Tugas Diberikan » Menurut teks tentang metode tafsir Ibnu Katsir di bawah, mengapa penafsir merujuk kepada sahabat ketika tafsir tidak didapati dalam Al-quran dan Hadis? Jelaskan dalam satu sampai tiga kalimat.

C.    Metode dan Corak Penafsiran Tafsir Ibnu Katsir

Selayaknya terlebih dahulu kita mengkaji metode ibnu katsir dalam menafsirkan Al-quran, sebab metodenya merupakan sekian diantara metode ideal yang banyak digunakan dalam bidang tafsir.

Menurutnya, metode yang paling tepat dalam menafsirkan Al-quran adalah:

a)      Tafsir Al-quran terhadap Al-quran sendiri. sebab banyak didapati kondisi umum dalam ayat tertentu kemudian dijelaskan detail oleh ayat lain.

b)      Alternantif kedua ketika tidak dijumpai ayat lain yang menjelaskan, mufassir harus menelisik sunnah yang merupakan penjelas Al-quran. bahkan imam syafi'i seperti ditulis ibnu katsir mengungkapkan, "setiap hukum yang ditetapkan rasulullah merupakn hasil pemahamannya terhadap Al-quran.

c)      Selanjutnya jika tidak didapati tafsir baik dalam Al-quran dan Hadis, kondisi ini menuntut kita untuk merujuk kepada referensi sahabat. sebab mereka lebih mengetahuikarena menyaksikan langsung kondisi dan latar belakang penurunan ayat. disamping pemahaman, keilmuan dan amal shaleh mereka lebih khusus, kalangan ulama dan tokoh besar sahabat seumpama empat khalifah yang bijak, Abdullah bin mas'ud, Abdullah bin abbas, sepupu nabi sekaligus penerjemah Al-quran.

d)     Referensi tabi'in kemudian menjadi alternatif selanjutnya ketika tidak ditemukan tafsir dalam Al-quran, hadis dan referensi sahabt. sahabat-sahabat yang terkenal adalah Mujahid bin jabr. kemudian Sa'id bin jabir, 'ikrimah, Sahaya ibn abbas, Atha' bin abi rabbah, Hasan al-basri, Masruq bin al ajda', Sa'id bin Al-musayyab, Abi al'aliyah, Rabi', bin anas, Dhahhak bin muzahim, tabi'in lain dan pengikut tabi'in yang kerap menjadi rujukan dalam tafsir.[1]

Ketika menyoal tafsir bi al-ra'yi (bersumber dari pendapat) ibnu katsir menyebutkan, "tentang tafsir bi al-ra'yi, kalangan salaf cenderung melarang mereka yang tidak memiliki dasar pengetahuan tentang tafsir untuk menafsirkan Al-quran. berbeda dengan mereka yangmenguasai ilmu bahasa dan syariat yang mendapat legalitas dari kalangan salaf untuk melakukan penafsiran". pendapat ini jelas merupakan pendapat yang tepat. bahwa mereka yang menguasai perangkat bahasa dan syariat sah-sah saja untuk berbincang pasal Tafsir bi al-ra'yi.

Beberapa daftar
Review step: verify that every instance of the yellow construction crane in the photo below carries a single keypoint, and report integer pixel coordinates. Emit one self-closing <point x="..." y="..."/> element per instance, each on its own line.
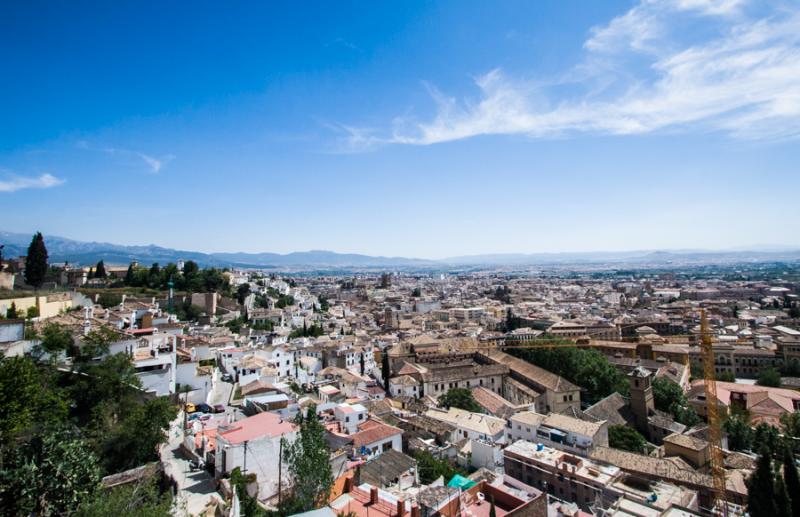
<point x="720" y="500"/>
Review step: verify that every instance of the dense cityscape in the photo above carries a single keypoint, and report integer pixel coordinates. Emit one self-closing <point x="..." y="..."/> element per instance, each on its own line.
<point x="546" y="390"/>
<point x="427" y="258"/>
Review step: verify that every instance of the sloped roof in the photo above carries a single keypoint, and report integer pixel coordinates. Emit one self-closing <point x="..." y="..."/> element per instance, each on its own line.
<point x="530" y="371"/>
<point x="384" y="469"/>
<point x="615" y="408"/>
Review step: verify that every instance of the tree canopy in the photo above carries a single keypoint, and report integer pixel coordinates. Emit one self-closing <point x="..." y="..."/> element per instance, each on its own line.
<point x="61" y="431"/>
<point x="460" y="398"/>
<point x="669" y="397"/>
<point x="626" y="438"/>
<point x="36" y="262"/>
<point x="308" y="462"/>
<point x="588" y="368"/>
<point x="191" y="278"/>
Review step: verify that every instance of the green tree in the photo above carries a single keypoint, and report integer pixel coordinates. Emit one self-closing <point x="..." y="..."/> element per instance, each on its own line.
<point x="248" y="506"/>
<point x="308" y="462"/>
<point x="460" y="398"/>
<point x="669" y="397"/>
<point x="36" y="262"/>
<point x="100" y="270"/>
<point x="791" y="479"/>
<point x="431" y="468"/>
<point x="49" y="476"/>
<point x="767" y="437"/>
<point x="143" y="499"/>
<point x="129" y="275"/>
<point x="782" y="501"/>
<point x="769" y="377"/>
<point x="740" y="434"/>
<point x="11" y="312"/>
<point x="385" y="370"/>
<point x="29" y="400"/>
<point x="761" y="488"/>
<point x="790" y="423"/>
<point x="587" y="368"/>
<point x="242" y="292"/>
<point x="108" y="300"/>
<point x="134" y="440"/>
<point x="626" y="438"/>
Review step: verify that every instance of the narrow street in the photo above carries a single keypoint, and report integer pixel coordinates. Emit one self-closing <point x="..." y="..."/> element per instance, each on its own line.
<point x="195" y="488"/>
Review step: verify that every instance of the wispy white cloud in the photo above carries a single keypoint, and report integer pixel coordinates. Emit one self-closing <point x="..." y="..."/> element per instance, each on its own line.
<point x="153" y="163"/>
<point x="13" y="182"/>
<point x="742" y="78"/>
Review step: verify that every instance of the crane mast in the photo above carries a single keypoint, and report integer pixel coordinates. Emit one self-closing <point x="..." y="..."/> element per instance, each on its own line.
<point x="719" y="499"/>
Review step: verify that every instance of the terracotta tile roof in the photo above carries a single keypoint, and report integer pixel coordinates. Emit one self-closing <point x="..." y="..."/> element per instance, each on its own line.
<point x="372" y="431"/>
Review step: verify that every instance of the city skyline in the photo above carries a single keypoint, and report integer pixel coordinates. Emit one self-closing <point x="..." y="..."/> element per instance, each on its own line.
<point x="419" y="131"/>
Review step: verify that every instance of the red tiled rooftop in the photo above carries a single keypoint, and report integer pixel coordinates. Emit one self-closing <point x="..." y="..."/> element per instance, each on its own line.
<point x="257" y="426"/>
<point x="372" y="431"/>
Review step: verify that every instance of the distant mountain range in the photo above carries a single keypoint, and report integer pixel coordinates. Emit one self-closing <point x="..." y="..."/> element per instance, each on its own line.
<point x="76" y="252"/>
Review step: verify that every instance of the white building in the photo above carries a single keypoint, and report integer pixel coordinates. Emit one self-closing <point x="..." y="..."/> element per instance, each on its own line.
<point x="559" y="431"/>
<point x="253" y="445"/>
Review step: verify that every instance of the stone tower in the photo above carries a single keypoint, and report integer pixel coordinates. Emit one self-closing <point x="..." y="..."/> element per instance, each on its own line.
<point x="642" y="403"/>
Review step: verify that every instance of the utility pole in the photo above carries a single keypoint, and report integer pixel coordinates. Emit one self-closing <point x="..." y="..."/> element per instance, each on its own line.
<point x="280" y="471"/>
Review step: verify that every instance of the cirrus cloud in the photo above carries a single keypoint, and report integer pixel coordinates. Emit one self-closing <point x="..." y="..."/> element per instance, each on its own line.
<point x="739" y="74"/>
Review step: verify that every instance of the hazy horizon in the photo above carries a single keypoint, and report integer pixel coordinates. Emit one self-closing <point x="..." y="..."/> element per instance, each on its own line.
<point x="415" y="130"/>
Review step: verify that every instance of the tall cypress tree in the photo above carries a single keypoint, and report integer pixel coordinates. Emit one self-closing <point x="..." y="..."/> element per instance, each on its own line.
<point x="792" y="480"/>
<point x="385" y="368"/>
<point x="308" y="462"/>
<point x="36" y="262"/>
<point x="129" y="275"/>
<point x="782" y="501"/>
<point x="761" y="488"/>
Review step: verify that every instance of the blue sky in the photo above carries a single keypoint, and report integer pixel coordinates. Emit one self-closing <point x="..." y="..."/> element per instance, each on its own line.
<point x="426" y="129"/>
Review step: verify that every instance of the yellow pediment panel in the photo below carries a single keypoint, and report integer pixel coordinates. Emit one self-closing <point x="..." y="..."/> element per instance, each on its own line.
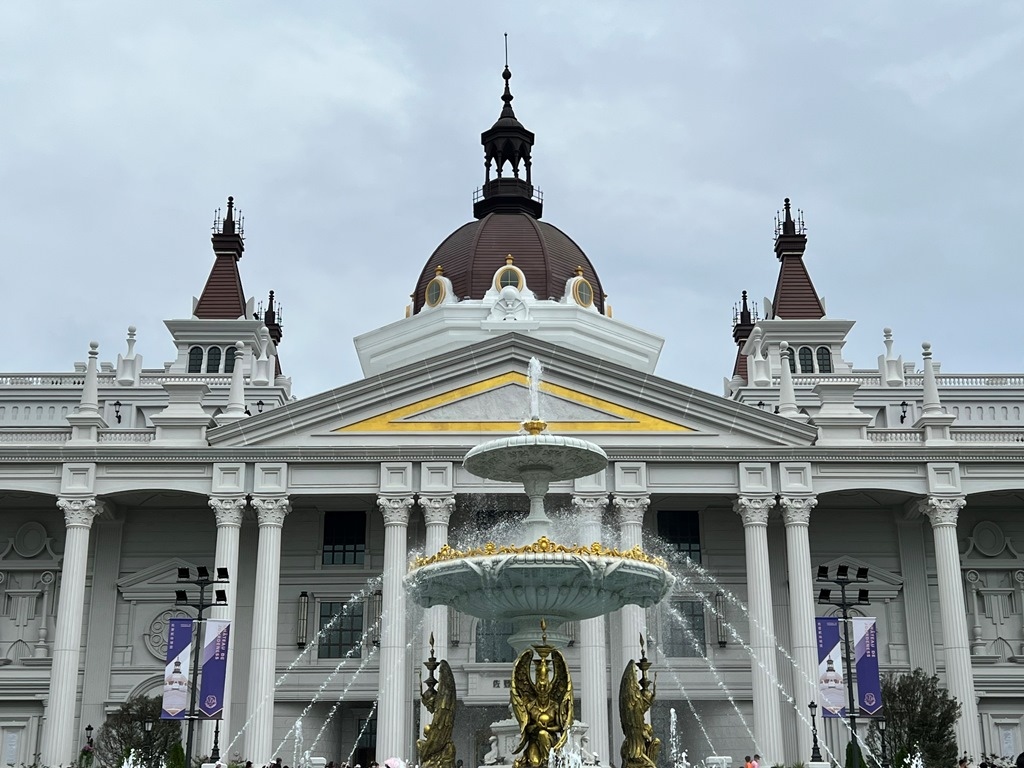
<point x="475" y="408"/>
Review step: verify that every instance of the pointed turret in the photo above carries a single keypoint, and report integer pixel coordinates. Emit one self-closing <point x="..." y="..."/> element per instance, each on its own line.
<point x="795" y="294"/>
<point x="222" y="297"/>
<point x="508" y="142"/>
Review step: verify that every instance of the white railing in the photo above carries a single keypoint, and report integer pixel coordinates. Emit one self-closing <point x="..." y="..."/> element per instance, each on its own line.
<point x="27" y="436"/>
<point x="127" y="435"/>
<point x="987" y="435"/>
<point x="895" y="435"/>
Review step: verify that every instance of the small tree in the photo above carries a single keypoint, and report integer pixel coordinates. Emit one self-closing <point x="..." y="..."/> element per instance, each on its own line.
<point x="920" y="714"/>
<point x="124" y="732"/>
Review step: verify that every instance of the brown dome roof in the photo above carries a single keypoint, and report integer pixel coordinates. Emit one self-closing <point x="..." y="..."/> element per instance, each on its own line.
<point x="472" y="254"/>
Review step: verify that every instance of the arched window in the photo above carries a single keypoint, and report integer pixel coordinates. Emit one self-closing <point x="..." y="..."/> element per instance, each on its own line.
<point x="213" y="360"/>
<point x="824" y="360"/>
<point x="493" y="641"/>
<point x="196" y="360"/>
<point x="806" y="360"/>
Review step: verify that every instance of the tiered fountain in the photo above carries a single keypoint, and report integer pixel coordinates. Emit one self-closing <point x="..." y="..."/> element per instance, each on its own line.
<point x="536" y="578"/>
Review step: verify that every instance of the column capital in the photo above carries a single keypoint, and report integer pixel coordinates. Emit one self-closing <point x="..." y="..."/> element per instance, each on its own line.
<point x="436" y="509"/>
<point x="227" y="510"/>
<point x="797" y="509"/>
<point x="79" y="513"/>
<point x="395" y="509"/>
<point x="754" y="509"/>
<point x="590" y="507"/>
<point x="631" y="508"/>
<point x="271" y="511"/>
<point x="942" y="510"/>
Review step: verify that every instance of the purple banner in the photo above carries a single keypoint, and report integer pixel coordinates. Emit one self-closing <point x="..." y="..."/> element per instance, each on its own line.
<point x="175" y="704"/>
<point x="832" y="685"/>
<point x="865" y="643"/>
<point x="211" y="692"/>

...

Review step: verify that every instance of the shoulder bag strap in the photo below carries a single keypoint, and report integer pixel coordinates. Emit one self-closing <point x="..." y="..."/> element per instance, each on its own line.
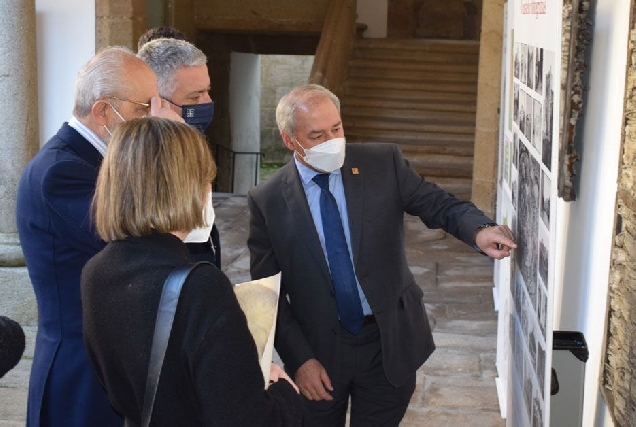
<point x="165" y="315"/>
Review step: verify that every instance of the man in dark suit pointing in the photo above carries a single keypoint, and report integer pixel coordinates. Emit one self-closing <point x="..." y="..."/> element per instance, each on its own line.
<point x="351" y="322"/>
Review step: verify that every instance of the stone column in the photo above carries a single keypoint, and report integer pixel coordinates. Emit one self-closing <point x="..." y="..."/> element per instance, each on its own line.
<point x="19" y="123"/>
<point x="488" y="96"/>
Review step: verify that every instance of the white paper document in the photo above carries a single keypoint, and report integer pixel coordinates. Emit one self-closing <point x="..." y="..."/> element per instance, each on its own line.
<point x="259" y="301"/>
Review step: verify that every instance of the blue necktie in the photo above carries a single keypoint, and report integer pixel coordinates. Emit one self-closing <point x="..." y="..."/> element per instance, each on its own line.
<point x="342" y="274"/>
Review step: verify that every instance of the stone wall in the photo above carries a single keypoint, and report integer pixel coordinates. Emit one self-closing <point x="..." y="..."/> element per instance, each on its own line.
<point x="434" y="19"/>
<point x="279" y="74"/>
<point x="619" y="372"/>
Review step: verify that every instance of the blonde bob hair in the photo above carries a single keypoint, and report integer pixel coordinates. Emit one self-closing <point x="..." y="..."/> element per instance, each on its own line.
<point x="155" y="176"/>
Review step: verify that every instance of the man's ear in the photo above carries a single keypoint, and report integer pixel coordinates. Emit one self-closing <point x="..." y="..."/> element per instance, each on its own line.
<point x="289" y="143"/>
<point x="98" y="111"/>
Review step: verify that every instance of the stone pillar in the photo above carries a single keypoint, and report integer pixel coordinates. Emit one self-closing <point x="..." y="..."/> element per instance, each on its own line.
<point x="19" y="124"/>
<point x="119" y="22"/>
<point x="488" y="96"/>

* * *

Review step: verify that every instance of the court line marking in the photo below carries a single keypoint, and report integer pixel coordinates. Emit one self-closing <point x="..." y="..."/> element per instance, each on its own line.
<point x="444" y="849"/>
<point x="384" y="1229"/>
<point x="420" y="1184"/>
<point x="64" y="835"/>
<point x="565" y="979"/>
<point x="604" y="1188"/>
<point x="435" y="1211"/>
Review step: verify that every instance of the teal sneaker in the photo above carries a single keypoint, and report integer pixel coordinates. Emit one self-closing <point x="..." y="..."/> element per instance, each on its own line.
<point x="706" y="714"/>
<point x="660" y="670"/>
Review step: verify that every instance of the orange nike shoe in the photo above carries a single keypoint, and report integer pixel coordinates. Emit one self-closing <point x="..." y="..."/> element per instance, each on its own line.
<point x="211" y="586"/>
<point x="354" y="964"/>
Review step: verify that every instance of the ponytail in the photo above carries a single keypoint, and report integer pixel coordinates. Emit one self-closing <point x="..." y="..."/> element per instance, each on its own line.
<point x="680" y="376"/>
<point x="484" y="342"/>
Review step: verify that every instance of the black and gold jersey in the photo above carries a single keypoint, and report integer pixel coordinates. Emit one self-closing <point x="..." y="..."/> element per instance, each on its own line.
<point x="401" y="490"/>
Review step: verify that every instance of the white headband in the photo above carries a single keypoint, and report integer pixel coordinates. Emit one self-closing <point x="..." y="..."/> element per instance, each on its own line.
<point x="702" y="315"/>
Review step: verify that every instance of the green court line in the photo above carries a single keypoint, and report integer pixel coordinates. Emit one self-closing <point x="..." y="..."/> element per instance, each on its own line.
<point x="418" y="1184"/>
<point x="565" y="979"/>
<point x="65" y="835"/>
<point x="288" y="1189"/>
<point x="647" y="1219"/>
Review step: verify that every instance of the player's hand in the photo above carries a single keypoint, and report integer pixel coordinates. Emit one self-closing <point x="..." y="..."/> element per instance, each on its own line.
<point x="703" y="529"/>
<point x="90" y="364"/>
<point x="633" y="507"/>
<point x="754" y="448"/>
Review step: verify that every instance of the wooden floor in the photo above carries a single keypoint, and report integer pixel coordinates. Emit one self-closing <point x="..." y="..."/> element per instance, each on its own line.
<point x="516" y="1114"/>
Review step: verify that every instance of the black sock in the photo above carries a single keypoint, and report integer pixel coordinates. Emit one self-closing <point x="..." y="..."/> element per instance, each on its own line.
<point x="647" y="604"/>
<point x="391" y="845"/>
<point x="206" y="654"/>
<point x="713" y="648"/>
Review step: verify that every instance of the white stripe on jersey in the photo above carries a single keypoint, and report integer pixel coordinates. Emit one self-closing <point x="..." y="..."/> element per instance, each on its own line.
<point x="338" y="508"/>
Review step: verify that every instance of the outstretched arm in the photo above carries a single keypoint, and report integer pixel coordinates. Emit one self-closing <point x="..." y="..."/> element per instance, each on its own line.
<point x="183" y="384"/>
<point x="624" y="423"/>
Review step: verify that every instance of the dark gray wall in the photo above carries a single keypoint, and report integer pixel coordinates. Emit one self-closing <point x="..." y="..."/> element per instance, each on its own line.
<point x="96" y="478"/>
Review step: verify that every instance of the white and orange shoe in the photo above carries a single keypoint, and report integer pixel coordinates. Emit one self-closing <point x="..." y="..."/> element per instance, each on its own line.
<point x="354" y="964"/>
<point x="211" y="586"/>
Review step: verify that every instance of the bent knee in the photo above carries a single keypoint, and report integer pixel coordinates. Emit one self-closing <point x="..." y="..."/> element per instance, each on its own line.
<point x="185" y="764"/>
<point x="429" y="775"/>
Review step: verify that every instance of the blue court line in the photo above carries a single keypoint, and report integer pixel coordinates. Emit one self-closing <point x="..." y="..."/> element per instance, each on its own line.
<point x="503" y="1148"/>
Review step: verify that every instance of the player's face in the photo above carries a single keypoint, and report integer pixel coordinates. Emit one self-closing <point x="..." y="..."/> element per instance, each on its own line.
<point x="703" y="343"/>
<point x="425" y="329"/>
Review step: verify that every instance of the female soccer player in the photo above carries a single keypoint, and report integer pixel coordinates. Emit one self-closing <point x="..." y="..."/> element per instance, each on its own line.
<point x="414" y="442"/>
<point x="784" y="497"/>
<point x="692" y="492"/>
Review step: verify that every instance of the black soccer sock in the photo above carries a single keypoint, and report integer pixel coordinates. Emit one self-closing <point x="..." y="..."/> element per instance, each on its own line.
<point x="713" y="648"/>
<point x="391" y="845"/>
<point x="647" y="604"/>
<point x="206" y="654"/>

Jawaban Akhir » Sahabat dijadikan rujukan karena mereka lebih mengetahui, sebab menyaksikan langsung kondisi dan latar belakang penurunan ayat. Selain itu, pemahaman, keilmuan, dan amal saleh mereka lebih khusus.